● Given text
--- START ---

Furthermore, this method only works on the desktop browser version of YouTube. There is no equivalent, widely-trusted mobile app that can safely inject this data into the official YouTube app due to platform restrictions. Some third-party YouTube client apps for Android, like NewPipe or ReVanced (a modded YouTube app), have implemented similar community-driven dislike counts, but these require sideloading and are not available on iOS.

Alternative Methods for the Cautious User

If you are hesitant to install a browser extension, or you’re on a mobile device, you can still make educated judgments using indirect signals.

– Scrutinize the Comment Section: Sort comments by “Top comments” first. Look for pinned comments from the creator addressing criticism or common issues. Read the first few dozen comments. A high ratio of critical or corrective comments often correlates with a higher dislike ratio.

– Check the Like-to-View Ratio: While imperfect, a video with 1 million views but only 10,000 likes suggests a tepid or negative reception. A video with 100,000 views and 50,000 likes suggests a very positive one. This is a crude but sometimes useful back-of-the-envelope calculation.

– Use Social Media or Forums: For tech tutorials, product reviews, or news topics, search for the video title on sites like Reddit, Twitter, or relevant forums. Communities often discuss and critique popular videos, giving you a qualitative sense of public opinion.

– Look for Creator Transparency: Some honest creators will explicitly mention in the video or description if it was controversial or poorly received at launch. They might say things like “I know this is a divisive topic” or “My previous method had issues.”

What This Means for Evaluating Content Quality

The disappearance of public dislikes has subtly changed how we consume video content. It places more burden on the viewer to be critically engaged. You can no longer rely on a quick glance at a ratio to vet a video.

This makes the initial hook and presentation more powerful for creators, for better or worse. A well-produced but misleading video can now accumulate views without the immediate visual red flag of a high dislike count. As a viewer, your defense is a more active consumption style: pausing to verify claims, checking multiple sources for tutorials, and becoming more comment-literate.

how to see how many dislikes a youtube video has

The browser extension method effectively rolls back this change on desktop, restoring that at-a-glance signal. It represents a user-driven correction to a platform decision, and its widespread adoption shows how valued that signal was.

When the Dislike Count Matters Most

There are specific scenarios where estimating the dislike count is particularly valuable.

--- END ---

● Extracted material
--- START ---

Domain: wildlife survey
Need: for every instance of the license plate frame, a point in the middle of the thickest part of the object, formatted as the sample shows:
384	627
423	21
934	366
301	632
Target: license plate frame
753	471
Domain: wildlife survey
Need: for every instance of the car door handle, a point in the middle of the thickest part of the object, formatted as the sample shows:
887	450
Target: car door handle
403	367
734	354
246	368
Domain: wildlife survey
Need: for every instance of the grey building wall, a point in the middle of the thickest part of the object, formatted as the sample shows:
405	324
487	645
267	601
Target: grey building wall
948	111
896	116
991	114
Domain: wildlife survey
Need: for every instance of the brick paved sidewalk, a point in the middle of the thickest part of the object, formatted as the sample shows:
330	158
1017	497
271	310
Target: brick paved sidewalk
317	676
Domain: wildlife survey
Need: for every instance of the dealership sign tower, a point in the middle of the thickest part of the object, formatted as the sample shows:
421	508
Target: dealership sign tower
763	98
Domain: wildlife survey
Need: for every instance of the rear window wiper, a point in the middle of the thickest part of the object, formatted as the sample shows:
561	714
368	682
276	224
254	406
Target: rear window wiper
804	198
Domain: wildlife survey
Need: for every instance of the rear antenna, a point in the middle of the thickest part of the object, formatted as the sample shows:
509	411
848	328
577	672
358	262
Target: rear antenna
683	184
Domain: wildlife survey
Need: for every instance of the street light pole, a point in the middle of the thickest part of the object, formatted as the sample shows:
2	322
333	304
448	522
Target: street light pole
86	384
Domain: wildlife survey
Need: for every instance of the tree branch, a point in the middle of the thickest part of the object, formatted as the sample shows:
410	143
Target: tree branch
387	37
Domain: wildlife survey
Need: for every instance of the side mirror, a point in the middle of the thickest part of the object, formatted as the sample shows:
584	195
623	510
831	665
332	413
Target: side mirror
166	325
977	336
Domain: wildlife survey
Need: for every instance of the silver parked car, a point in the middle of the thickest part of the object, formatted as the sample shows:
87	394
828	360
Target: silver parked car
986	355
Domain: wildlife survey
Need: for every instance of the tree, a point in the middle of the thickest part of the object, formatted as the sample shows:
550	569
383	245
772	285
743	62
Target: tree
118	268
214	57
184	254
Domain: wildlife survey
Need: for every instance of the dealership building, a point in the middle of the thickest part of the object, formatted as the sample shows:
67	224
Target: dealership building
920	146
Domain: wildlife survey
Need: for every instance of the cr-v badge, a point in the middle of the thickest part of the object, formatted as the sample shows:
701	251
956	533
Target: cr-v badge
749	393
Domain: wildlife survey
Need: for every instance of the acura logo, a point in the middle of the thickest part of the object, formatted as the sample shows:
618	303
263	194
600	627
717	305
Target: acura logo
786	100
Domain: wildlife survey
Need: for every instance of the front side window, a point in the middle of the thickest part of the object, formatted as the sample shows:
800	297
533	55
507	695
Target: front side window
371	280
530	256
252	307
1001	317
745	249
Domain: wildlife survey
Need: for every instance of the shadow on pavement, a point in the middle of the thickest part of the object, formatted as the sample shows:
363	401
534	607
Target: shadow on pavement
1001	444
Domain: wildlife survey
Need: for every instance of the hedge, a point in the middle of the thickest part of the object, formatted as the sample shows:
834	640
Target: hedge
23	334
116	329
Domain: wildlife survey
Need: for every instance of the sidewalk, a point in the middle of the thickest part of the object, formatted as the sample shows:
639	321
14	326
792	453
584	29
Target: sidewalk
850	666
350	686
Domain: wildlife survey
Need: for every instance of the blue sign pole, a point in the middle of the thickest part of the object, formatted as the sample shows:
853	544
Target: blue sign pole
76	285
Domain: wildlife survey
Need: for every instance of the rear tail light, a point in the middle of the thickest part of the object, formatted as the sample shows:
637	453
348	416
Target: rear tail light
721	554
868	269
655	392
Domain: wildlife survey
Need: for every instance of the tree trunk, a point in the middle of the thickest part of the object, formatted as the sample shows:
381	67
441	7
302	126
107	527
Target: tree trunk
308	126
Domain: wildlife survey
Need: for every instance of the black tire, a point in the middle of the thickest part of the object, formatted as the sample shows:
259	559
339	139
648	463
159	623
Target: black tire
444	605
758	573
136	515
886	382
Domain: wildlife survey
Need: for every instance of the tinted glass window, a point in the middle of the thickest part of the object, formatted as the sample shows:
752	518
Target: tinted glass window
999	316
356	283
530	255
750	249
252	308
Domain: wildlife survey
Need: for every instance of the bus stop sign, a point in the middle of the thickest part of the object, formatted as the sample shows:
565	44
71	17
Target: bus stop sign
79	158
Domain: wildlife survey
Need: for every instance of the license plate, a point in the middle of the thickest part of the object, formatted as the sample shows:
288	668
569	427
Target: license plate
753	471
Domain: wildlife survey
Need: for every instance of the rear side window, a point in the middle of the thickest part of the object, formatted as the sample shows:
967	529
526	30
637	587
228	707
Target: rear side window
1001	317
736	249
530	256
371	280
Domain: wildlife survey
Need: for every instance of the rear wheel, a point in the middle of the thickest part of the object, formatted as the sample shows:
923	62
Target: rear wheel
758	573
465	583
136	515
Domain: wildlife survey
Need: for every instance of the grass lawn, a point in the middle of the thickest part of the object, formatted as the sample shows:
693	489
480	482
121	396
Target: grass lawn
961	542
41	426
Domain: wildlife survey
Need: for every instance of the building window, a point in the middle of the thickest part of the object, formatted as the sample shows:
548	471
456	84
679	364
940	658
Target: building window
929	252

--- END ---

● Stated problem
Continue the article on gauging YouTube dislike counts, picking up after its last sentence.

● Answer to this exercise
– DIY and Repair Guides: A video showing how to fix a phone or appliance with a high estimated dislike ratio might contain incorrect, incomplete, or even damaging steps. The dislikes often come from people who tried it and failed.

– Software Tutorials: Coding, design, or configuration guides can be rendered obsolete by updates or contain syntax errors. A disproportionate number of dislikes can save you hours of debugging.

– Product Reviews: Especially for niche or newly launched products, a review with significant dislikes may indicate the reviewer missed major flaws, had a biased perspective, or that the product has serious issues the review didn’t cover.

– News and Controversial Topics: For polarizing subjects, the ratio can indicate whether the presentation is seen as balanced or partisan, though this should be interpreted with extra caution.

In these cases, the dislike count acts as a collective risk assessment from the crowd that came before you.

Taking Control of Your YouTube Experience

The desire to see dislikes is fundamentally a desire for better information to make better decisions about your time and attention. While the platform has chosen to hide this metric, you are not powerless.

For the most direct solution, installing a reputable browser extension like “Return YouTube Dislike” is the fastest way to restore that layer of feedback on your desktop computer. It integrates cleanly and operates automatically. For mobile viewing or if you avoid extensions, developing a habit of checking comments, view ratios, and external discussions will sharpen your ability to judge content quality without the metric.

The key takeaway is to move from passive consumption to active evaluation. Use the tools available, understand what the data represents, and combine that signal with your own critical thinking. This approach will not only help you find the dislike count but also make you a more savvy and efficient user of the world’s largest video platform.